Stored items:
══════
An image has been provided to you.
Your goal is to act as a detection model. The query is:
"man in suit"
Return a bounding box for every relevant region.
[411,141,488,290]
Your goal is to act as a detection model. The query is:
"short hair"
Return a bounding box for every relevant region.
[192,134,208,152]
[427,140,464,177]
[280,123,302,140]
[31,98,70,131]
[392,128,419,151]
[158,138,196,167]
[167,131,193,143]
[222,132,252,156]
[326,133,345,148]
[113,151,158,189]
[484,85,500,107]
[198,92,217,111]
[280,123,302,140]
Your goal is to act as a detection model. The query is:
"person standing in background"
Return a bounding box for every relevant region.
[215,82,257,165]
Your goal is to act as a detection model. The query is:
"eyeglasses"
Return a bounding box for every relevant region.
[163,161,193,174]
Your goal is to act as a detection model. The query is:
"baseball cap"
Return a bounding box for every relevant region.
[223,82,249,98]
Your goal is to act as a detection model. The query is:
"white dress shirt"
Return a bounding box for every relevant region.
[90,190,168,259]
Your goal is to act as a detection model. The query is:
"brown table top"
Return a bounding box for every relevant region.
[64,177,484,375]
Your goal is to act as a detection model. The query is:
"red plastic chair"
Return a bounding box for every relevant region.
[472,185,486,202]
══════
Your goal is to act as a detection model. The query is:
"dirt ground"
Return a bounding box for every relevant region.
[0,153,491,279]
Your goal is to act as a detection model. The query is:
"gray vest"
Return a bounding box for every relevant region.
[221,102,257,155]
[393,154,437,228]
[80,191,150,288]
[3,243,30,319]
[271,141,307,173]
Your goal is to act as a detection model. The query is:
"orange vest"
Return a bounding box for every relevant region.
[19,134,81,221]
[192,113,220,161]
══════
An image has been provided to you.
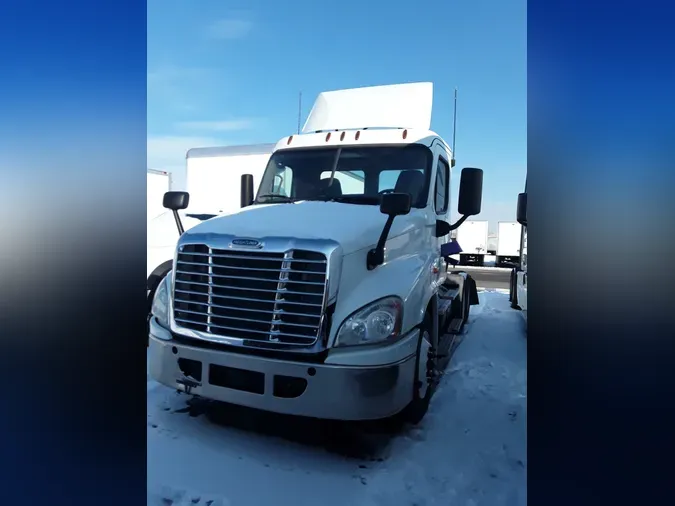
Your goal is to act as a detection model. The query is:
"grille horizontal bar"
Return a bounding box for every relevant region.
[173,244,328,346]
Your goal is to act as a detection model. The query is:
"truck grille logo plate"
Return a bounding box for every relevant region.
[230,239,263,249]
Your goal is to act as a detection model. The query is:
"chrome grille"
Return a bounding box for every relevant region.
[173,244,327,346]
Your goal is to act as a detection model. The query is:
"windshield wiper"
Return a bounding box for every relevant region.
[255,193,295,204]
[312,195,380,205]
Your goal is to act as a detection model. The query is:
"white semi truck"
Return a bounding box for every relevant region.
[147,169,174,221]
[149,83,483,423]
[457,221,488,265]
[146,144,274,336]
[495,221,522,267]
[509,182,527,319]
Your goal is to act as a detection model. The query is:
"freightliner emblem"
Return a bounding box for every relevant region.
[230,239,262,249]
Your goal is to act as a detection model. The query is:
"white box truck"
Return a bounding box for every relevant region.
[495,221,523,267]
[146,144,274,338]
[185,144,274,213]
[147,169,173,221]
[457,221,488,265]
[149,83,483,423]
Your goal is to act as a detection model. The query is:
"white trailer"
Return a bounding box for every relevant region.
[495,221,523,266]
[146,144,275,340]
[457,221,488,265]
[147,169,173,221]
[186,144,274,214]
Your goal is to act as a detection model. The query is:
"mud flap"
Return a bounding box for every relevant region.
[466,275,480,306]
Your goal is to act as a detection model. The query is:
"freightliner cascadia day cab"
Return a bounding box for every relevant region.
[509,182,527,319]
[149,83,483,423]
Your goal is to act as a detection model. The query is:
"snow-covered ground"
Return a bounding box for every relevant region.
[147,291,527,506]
══════
Which lines in the material above contain the string "white"? Return every one of them.

"white dress shirt"
"white semi truck"
"white box truck"
"white trailer"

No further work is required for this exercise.